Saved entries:
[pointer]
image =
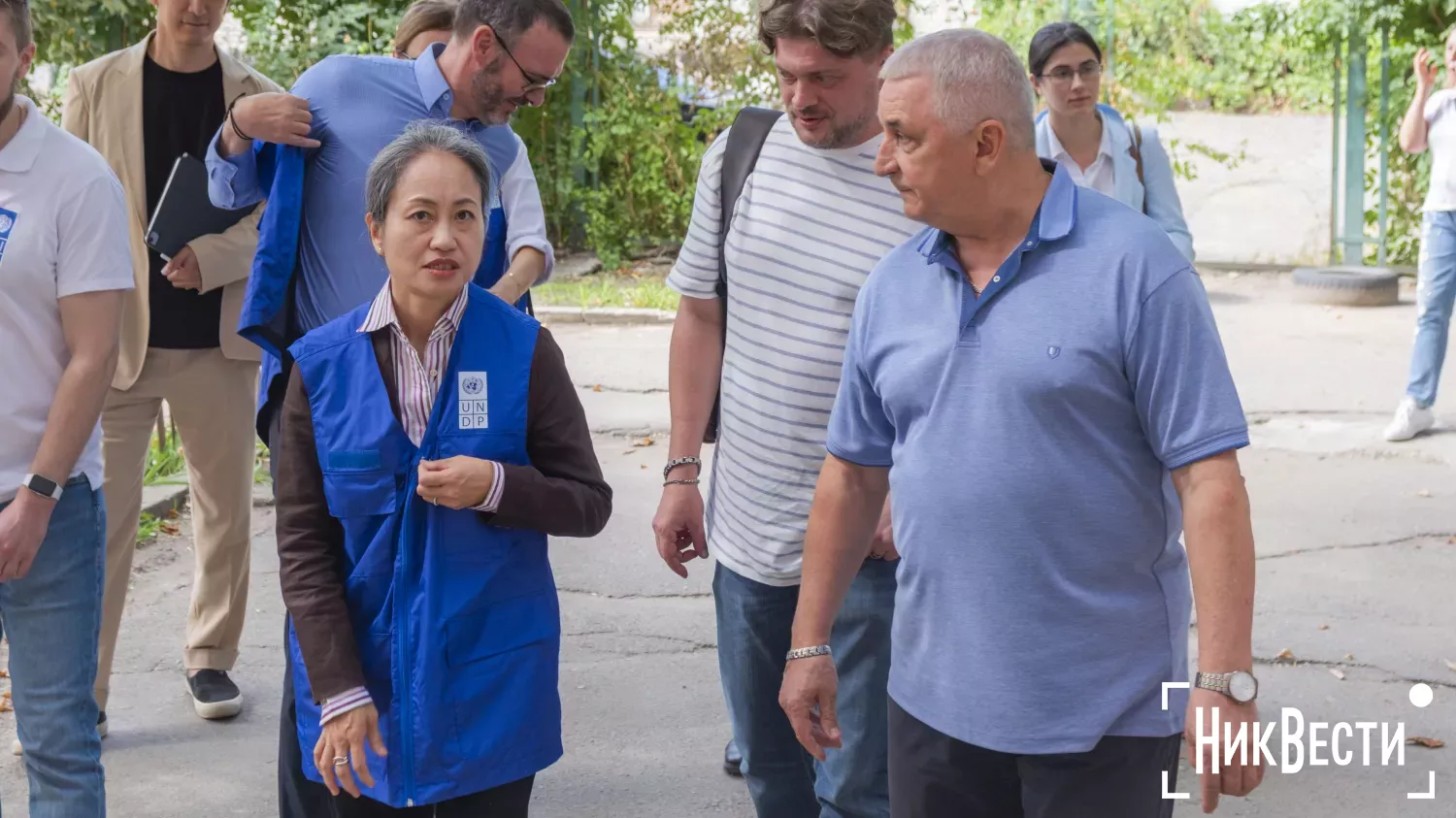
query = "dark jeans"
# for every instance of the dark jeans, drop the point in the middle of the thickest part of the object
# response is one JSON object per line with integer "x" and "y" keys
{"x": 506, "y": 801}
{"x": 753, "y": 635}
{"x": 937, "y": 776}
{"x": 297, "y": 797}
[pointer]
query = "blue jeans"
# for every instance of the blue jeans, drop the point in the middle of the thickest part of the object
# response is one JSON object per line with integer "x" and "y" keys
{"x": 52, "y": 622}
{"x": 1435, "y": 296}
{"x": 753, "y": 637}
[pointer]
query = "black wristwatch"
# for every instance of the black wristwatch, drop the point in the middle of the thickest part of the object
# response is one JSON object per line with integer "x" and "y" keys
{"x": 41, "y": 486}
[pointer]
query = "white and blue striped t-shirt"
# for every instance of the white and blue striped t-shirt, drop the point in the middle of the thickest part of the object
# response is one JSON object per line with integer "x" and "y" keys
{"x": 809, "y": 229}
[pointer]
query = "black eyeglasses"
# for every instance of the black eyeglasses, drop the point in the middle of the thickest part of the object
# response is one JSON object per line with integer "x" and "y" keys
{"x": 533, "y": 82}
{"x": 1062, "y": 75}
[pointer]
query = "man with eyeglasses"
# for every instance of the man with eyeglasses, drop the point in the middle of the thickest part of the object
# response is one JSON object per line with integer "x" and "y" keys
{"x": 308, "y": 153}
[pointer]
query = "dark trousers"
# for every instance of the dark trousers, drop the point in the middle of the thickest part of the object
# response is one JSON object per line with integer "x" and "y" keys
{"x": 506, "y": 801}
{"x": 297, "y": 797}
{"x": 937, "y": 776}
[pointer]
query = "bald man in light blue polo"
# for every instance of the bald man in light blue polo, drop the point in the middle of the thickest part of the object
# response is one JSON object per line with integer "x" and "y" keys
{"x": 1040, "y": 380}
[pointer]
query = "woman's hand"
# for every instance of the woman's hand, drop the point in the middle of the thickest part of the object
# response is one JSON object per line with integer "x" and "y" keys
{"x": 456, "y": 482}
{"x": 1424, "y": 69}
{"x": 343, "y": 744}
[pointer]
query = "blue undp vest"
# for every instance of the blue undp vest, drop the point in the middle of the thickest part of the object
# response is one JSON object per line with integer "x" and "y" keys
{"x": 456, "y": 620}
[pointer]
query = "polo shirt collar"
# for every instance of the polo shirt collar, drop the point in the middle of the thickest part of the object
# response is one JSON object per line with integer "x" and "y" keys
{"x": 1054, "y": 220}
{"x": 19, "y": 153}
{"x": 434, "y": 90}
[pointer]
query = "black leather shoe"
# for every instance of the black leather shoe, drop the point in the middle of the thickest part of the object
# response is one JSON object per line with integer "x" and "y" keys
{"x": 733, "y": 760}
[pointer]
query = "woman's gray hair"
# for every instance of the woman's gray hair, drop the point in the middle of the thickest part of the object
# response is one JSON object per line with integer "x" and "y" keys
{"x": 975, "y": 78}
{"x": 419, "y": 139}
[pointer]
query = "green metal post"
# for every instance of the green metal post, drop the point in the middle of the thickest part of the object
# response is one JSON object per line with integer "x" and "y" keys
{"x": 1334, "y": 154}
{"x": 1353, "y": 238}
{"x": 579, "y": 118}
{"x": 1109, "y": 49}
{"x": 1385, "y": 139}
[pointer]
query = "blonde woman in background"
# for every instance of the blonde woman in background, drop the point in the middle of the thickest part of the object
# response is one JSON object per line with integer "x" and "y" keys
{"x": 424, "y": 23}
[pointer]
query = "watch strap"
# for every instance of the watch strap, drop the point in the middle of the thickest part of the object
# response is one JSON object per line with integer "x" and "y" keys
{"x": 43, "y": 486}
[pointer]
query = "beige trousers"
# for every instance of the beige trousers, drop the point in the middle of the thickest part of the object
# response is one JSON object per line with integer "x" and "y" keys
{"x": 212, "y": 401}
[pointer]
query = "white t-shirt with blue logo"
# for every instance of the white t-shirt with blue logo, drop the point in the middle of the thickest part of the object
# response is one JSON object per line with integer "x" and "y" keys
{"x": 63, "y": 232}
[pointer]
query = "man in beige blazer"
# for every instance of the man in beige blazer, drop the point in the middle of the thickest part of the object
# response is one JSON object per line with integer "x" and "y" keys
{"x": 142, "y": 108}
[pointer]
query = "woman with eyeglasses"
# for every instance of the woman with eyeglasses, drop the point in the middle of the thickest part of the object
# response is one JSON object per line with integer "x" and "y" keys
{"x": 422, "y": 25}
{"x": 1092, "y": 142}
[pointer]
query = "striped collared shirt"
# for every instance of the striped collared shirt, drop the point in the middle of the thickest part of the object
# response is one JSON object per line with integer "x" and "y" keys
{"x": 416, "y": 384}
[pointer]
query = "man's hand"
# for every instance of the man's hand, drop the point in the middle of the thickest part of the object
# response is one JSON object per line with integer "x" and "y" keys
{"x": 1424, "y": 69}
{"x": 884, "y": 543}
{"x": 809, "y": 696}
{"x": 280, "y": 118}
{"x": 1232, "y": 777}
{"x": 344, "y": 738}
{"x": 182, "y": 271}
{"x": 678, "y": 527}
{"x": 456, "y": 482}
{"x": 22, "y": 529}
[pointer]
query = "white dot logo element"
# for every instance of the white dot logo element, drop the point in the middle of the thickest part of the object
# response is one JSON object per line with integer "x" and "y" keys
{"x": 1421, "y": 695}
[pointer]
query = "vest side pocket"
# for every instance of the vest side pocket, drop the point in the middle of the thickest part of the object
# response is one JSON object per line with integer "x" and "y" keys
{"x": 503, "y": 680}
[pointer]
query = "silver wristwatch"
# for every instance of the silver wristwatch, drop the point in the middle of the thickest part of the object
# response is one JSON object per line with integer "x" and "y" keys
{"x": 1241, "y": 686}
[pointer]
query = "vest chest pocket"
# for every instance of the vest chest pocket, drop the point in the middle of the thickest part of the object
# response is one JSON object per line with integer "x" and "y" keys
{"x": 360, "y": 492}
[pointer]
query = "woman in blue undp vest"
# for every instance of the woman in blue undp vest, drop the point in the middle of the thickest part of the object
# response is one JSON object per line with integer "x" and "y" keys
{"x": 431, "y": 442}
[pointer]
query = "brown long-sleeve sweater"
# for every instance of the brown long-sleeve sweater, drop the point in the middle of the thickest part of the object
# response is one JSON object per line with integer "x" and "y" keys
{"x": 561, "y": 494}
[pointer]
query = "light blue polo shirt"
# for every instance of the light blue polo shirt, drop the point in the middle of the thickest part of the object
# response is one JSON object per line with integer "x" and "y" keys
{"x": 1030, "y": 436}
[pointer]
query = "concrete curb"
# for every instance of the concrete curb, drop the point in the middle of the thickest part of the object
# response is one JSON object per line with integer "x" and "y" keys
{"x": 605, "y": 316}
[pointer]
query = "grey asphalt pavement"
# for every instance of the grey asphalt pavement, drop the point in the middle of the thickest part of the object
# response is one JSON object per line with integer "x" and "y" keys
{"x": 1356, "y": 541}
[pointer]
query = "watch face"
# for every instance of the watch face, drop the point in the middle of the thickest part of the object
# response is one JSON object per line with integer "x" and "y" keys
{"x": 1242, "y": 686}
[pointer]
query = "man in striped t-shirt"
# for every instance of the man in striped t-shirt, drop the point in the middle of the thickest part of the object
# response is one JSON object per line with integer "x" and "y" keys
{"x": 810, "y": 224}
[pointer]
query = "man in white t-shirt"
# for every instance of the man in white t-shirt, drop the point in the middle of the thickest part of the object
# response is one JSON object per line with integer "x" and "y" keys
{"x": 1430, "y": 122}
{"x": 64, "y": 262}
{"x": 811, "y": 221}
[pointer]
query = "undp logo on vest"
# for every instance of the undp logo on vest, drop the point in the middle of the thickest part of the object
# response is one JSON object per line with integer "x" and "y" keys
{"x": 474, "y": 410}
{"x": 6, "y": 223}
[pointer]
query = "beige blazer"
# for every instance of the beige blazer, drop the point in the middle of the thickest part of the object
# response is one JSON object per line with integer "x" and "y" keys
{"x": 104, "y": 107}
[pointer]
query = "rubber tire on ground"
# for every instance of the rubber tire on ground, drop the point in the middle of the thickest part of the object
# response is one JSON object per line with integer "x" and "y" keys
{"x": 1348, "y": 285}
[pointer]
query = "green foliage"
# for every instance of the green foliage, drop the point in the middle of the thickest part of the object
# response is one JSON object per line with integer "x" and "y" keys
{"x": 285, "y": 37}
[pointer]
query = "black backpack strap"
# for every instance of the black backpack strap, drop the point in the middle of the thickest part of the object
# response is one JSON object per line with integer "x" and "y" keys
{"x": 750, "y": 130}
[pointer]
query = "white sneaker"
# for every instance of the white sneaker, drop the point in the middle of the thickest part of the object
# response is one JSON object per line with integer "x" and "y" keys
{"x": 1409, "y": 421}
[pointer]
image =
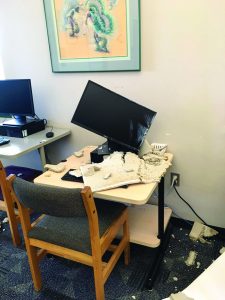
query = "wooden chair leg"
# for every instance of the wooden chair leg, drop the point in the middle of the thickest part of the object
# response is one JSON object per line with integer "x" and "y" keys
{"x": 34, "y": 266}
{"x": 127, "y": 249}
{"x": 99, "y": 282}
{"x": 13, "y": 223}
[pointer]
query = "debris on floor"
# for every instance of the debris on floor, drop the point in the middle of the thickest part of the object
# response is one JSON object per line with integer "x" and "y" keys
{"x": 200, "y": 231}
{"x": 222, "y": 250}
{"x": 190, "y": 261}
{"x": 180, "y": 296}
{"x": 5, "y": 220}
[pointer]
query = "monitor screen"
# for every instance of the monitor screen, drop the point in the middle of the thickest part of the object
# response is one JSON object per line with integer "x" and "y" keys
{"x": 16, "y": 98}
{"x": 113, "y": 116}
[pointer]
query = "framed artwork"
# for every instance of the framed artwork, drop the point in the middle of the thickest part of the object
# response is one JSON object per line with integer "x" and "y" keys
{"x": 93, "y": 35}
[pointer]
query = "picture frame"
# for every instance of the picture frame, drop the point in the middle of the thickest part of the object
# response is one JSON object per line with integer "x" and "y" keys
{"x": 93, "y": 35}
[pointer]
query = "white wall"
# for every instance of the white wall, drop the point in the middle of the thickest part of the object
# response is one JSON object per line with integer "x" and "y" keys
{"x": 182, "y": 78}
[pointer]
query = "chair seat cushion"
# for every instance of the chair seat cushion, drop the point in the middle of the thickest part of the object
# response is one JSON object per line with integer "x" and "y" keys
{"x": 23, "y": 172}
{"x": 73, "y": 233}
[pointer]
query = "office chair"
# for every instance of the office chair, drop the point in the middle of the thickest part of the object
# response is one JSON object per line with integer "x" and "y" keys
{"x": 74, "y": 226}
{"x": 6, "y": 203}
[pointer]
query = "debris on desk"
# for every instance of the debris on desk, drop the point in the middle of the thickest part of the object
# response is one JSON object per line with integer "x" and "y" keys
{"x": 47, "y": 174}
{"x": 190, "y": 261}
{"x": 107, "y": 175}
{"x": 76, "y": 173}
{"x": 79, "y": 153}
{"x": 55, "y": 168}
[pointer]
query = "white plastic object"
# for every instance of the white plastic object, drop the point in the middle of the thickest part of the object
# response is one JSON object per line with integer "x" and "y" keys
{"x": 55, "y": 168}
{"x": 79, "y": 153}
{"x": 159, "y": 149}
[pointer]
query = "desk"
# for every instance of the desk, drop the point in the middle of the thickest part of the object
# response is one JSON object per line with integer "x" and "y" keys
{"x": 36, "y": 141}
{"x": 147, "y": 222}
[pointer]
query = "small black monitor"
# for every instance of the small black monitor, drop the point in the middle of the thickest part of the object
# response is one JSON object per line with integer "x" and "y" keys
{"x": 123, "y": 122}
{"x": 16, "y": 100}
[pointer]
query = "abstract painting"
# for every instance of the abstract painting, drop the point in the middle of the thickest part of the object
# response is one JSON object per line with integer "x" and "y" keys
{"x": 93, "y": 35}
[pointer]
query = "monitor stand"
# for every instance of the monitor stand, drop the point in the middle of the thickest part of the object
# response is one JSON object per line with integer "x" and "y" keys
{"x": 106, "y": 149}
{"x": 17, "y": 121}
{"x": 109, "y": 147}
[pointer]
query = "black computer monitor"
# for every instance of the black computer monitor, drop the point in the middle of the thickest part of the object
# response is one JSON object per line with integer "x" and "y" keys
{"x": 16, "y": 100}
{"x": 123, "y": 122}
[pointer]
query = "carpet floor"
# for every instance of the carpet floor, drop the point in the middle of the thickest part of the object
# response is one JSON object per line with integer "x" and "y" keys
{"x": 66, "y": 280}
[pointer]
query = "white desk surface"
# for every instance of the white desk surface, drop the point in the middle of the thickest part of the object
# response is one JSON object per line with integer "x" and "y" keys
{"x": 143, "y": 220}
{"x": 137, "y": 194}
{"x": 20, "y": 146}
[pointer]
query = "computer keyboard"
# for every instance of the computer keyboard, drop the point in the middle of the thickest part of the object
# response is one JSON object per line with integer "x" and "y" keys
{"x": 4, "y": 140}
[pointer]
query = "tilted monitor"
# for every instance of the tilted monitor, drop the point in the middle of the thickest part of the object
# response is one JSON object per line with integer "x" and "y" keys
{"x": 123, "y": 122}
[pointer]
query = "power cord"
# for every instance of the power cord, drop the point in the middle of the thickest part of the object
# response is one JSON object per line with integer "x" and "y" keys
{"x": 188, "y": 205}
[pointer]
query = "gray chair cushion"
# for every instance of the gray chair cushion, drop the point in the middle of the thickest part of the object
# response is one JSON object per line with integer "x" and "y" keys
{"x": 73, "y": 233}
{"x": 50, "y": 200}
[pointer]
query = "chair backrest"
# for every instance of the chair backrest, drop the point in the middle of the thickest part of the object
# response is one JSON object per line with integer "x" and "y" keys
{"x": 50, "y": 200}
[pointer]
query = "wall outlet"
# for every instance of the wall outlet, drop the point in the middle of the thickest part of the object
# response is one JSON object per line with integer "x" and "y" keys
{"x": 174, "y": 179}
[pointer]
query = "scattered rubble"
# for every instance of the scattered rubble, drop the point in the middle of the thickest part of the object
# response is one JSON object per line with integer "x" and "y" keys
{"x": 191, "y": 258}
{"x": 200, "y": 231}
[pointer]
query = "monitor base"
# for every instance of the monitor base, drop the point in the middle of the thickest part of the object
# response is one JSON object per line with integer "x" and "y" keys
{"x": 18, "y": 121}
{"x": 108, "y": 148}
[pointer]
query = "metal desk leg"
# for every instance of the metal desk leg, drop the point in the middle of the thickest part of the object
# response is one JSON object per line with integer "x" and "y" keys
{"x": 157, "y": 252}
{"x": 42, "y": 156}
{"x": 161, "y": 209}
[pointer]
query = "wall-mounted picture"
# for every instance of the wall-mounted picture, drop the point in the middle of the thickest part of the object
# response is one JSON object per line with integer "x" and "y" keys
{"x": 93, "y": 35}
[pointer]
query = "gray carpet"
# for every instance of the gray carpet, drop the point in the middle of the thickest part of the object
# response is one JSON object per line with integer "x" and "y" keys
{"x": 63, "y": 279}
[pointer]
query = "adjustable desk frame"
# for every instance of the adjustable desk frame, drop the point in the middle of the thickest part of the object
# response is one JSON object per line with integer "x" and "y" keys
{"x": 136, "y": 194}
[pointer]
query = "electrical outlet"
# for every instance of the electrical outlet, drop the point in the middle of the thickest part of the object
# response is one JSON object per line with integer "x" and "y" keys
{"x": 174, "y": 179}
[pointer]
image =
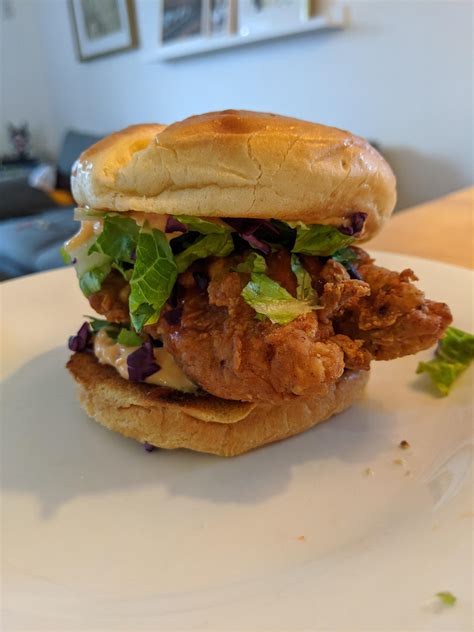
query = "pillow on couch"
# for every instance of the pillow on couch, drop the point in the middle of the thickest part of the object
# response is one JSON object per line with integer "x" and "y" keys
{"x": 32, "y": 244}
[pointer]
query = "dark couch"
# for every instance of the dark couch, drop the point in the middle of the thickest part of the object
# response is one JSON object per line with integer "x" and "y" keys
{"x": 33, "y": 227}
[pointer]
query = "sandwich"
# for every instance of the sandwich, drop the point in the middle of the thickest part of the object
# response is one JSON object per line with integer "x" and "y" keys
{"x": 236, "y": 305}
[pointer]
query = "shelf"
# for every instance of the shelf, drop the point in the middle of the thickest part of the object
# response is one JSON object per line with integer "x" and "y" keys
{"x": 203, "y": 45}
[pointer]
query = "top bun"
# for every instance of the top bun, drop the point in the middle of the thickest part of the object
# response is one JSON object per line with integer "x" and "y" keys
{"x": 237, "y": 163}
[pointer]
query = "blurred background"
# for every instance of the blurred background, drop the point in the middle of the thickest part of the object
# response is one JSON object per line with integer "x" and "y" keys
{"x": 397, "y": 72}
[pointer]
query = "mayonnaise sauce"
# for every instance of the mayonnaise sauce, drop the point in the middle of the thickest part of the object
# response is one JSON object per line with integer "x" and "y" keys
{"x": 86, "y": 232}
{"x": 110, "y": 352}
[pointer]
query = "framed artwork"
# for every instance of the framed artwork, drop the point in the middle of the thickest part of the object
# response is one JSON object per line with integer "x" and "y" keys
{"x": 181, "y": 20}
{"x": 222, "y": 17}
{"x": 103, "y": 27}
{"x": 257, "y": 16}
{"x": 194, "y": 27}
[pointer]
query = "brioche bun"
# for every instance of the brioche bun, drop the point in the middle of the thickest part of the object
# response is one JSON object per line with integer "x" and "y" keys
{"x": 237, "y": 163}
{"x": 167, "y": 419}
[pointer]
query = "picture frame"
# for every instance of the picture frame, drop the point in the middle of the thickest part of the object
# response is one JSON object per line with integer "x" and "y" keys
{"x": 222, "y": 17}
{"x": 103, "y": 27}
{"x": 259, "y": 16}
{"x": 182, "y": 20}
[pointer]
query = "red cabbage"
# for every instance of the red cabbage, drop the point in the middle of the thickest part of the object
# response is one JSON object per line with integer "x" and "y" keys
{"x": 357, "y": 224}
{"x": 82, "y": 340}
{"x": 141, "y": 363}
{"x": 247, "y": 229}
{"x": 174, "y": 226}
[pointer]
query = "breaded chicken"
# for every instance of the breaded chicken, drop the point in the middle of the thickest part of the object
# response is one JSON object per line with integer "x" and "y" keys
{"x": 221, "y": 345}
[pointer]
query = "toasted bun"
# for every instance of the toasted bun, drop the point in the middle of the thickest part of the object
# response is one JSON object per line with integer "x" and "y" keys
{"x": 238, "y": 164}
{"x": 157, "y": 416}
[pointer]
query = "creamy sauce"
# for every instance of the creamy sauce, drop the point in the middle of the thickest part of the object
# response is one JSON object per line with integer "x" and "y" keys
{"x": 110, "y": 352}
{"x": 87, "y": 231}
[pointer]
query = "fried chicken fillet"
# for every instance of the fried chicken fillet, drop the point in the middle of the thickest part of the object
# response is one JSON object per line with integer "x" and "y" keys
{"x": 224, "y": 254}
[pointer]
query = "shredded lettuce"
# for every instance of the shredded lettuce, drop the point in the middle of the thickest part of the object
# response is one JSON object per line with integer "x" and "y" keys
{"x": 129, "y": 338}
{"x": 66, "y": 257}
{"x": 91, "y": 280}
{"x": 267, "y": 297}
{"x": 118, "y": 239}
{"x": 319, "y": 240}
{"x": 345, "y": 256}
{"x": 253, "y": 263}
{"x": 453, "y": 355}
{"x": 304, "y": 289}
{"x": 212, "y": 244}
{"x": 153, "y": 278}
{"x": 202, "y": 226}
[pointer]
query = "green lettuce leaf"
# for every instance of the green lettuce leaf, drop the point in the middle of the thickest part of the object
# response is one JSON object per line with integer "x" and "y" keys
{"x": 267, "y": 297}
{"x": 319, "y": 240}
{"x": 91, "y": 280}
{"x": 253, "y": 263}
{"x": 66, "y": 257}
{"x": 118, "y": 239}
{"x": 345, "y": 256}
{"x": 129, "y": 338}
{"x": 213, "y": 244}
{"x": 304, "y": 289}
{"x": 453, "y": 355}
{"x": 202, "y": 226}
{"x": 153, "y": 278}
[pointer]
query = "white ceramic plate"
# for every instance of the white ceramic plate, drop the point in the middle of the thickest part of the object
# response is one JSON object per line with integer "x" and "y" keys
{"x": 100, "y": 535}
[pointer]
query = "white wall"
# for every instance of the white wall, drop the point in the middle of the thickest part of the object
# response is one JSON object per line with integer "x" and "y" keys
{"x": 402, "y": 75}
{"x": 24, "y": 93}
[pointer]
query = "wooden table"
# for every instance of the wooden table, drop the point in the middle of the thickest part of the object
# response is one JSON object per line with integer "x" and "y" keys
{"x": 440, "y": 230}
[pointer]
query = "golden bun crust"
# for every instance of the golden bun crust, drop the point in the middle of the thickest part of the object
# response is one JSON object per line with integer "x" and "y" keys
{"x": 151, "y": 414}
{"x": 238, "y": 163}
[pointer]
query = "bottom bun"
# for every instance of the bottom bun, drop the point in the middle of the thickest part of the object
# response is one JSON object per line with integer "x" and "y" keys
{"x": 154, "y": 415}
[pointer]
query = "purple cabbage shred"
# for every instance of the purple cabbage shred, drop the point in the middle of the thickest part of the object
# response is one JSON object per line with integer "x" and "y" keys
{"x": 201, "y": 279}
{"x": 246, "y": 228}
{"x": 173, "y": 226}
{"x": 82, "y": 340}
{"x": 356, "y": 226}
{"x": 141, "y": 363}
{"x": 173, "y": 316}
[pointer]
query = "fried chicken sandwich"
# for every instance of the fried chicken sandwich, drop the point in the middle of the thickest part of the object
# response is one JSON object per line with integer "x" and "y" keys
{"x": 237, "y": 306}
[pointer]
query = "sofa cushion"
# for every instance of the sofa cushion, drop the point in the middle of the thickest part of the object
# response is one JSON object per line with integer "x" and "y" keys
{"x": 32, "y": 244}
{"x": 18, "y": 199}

▶ **Your objective**
Collect every line in the saved entries above that contains the word "electrical", copying each one in full.

▶ **Complete answer**
query = "electrical outlet"
# for every instance of the electrical outlet, drop the point in the middle of the thickest part of the object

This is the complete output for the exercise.